* China buying, interruption at Samarco mine lift prices
* Mills to cut output further, large-scale closure unlikely (Updates close prices)
SHANGHAI, Nov 10 (Reuters) - Chinese iron ore futures extended gains on Tuesday, lifted by a modest pick-up in buying from steel mills in the world's top consumer and a deadly collapse of a tailings dam at an iron ore mine owned by two of the world's biggest producers.
Spot prices of the steelmaking ingredient inched up after some steel mills slowed their production cutbacks due to the weak recovery in steel prices.
A massive mudflow and flood at the Samarco mine jointly owned by BHP Billiton (L:BLT) BHP.AX BHP.L and Vale VALE5.SA has interrupted iron ore shipment, forcing BHP to review its fiscal 2016 production guidance and Vale to cut output from two nearby mines. urn:newsml:reuters.com:*:nL1N13506L urn:newsml:reuters.com:*:nL3N1330W7
Chinese steel mills were earlier expected to make deep production cuts due to hefty losses, slumping prices and cash shortage, a move that would reduce appetite for the raw material and drive iron ore prices to their lowest in four months.
However, analysts expected that large-scale production cutbacks and shutdowns would be in check as the latest slump in iron ore prices has helped ease pressure on steel mills.
"The recent weak gains in steel prices have promoted some mills to slow the pace of cutting output and this has underpinned iron ore prices," said Yu Yang, an analyst with Shenyin & Wanguo Futures in Shanghai.

+ + + + + + +

• **Instructions**
(1) List every line in the entries below that contains the word "bush", matching case.
(2) Can you carry the iron ore price report above forward, picking up right after its final sentence?

+ + + + + + +

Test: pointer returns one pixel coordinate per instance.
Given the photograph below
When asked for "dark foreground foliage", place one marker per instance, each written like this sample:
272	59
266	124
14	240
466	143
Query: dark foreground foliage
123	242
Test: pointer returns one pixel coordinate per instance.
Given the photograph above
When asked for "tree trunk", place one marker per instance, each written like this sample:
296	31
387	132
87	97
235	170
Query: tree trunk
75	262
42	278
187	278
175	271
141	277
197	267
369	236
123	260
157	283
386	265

+ + + + + + +

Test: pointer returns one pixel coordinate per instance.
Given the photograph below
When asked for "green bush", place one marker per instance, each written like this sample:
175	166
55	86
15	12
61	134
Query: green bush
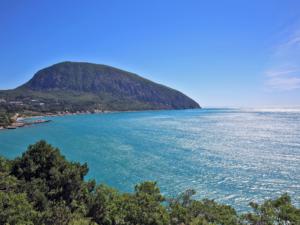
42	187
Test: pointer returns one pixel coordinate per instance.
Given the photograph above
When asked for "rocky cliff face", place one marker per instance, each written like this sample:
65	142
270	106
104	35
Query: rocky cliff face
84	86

+ + + + + + +

• **Task answers**
(1)
When asked for "green bush", place one marker per instance, each written like this sample:
Query: green bush

(2)
Yu expected iron ore prices to fluctuate with limited upside and downside risks over the next few weeks.
Iron ore for immediate delivery to China's Tianjin port .IO62-CNI=SI advanced 0.6 percent to $47.70 a tonne on Monday, according to the Steel Index. It was the first gain in six sessions, but still near their lowest level since July 8.
Iron ore for January delivery on the Dalian Commodity Exchange DCIOcv1 rose 0.3 percent to 348 yuan ($54.73) a tonne by close, despite a big dive in other commodities including base metals and petrochemicals.
The most-traded May rebar on the Shanghai Futures Exchange SRBcv1 slipped 0.1 percent to close at 1,797 yuan a tonne. It tumbled to a record low of 1,768 yuan last week.
Rebar and iron ore prices at 0707 GMT
Contract
Last
Change Pct Change SHFE REBAR MAY6
1797
-2.00
-0.11 DALIAN IRON ORE DCE DCIO JAN6
348
+1.00
+0.29 THE STEEL INDEX 62 PCT INDEX
47.7
+0.30
+0.63 METAL BULLETIN INDEX
48.24
+0.03
+0.06
Dalian iron ore and Shanghai rebar in yuan/tonne Index in dollars/tonne, show close for the previous trading day ($1 = 6.3587 Chinese yuan)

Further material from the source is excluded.